• **Texte choisi**
=======

Et la nuit sera calme
Et la nuit sera calme, d’après Les Brigands de Schiller, adaptation de Kevin Keiss, mise en scène d’Amélie Énon.
Les comédiens -mélangés au public mais on ne les remarquait pas- surgissent du premier rang et enjambent la scène, et, comme s’ils prêtaient serment ou signaient un pacte, se couvrent la tête d’un bas et s’éparpillent dans la forêt.
Le plateau vide est cerné de planches de bois brut, découpées sur toute la longueur de l’arbre, appuyées de sol à plafond (scénographie de Maxime Kurvers) . Ces planches en demi-cercle délimitent l’espace plateau, entre le dedans et le dehors comme le feraient des pendrillons, et le dehors reste à vue.

=======

• **Exercice court 1**
Renvoyez le passage du texte sur le spectacle qui commence à "Le plateau vide" et se termine à "reste à vue.".
• **Exercice court 2**
D'après le texte sur le spectacle, qui signe la scénographie ?
• **Exercice court 3**
Veuillez prolonger le texte sur le spectacle à partir de l'endroit où il s'arrête.

• **Enregistrements fournis**
=======

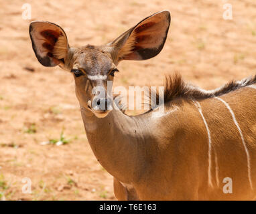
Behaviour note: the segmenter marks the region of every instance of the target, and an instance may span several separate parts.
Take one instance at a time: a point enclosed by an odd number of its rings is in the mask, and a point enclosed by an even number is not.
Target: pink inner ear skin
[[[147,23],[145,23],[145,24],[143,24],[141,25],[141,26],[137,27],[135,29],[135,32],[136,33],[139,33],[146,29],[147,29],[148,28],[150,28],[151,27],[152,27],[153,25],[155,24],[154,22],[153,21],[150,21],[150,22],[147,22]]]
[[[46,39],[48,43],[52,45],[54,45],[58,41],[58,38],[61,35],[61,32],[51,29],[46,29],[42,31],[40,34],[42,37]]]

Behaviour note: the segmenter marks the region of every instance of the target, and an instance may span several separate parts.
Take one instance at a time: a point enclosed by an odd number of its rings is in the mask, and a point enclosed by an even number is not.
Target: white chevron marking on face
[[[107,75],[88,75],[87,77],[90,80],[107,80]]]

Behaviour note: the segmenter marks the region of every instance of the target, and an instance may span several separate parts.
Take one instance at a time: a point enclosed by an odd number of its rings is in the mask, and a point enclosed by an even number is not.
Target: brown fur
[[[164,102],[167,103],[178,98],[186,100],[207,99],[228,94],[229,92],[254,84],[256,84],[256,75],[245,78],[241,81],[231,81],[214,90],[204,90],[192,84],[185,83],[180,74],[176,74],[174,76],[167,75],[166,76],[164,84],[164,97],[161,97],[159,92],[157,91],[155,93],[156,100],[164,98]],[[149,100],[150,100],[151,94],[149,94]],[[154,106],[151,106],[151,108],[154,108]]]

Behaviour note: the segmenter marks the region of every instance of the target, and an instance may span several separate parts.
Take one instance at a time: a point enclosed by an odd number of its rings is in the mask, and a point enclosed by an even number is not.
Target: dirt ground
[[[21,17],[27,3],[31,20]],[[233,6],[232,20],[222,18],[226,3]],[[1,199],[115,200],[112,177],[88,145],[73,77],[40,64],[29,22],[60,25],[71,45],[100,45],[163,9],[170,11],[172,23],[162,51],[145,62],[121,62],[115,86],[160,85],[164,74],[178,72],[186,81],[213,89],[255,74],[255,0],[0,1]],[[66,144],[42,144],[61,135]],[[31,193],[22,193],[25,178]]]

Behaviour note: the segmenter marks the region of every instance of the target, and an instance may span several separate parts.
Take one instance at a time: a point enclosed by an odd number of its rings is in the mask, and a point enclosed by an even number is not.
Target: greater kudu
[[[167,77],[165,112],[151,109],[137,116],[109,110],[108,96],[93,93],[96,86],[105,90],[113,81],[121,60],[158,54],[170,23],[170,13],[163,11],[111,43],[76,48],[69,46],[64,30],[50,22],[31,23],[29,33],[43,66],[58,65],[74,75],[88,140],[114,177],[118,199],[253,199],[255,77],[212,91]],[[233,181],[231,194],[222,191],[227,177]]]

=======

• **Réponse écrite 1**
Le plateau vide est cerné de planches de bois brut, découpées sur toute la longueur de l’arbre, appuyées de sol à plafond (scénographie de Maxime Kurvers) . Ces planches en demi-cercle délimitent l’espace plateau, entre le dedans et le dehors comme le feraient des pendrillons, et le dehors reste à vue.

• **Réponse écrite 2**
Maxime Kurvers

• **Réponse écrite 3**
Et l’histoire s’engage, librement adaptée des Brigands, grand texte du romantisme allemand : celle d’un vieux comte, père de Karl et de Frantz, deux frères ennemis, portant ici la fraise de plis et de godrons comme signe de distinction et de pouvoir. Fougueux et cherchant à brûler sa jeunesse, Karl, l’aîné, déserte la famille pour vivre sa vie et délaisse Amalia, qui lui est destinée et qui l’attend. «Il est en voyage», dit-on.
Frantz, le cadet, romantique en apparence mais en fait cynique à souhait, intrigue et discrédite Karl auprès du père, qui, un temps, le renie. Un messager, très kitch, lui annonce même sa mort, entraînant, chez le vieil homme, doutes et remords. « L’espoir me torture », reconnaît-il, troublé par un songe.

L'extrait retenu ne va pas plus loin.